-- START Records provided --
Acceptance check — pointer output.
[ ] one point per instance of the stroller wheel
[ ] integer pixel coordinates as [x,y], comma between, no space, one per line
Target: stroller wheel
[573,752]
-- END Records provided --
■ What you should do: Output the lines above verbatim and in full.

■ Completed exercise:
Acceptance check — pointer output.
[ ] one point per instance of the stroller wheel
[ ] integer pixel coordinates as [x,y], comma between, no space, one per line
Target: stroller wheel
[573,752]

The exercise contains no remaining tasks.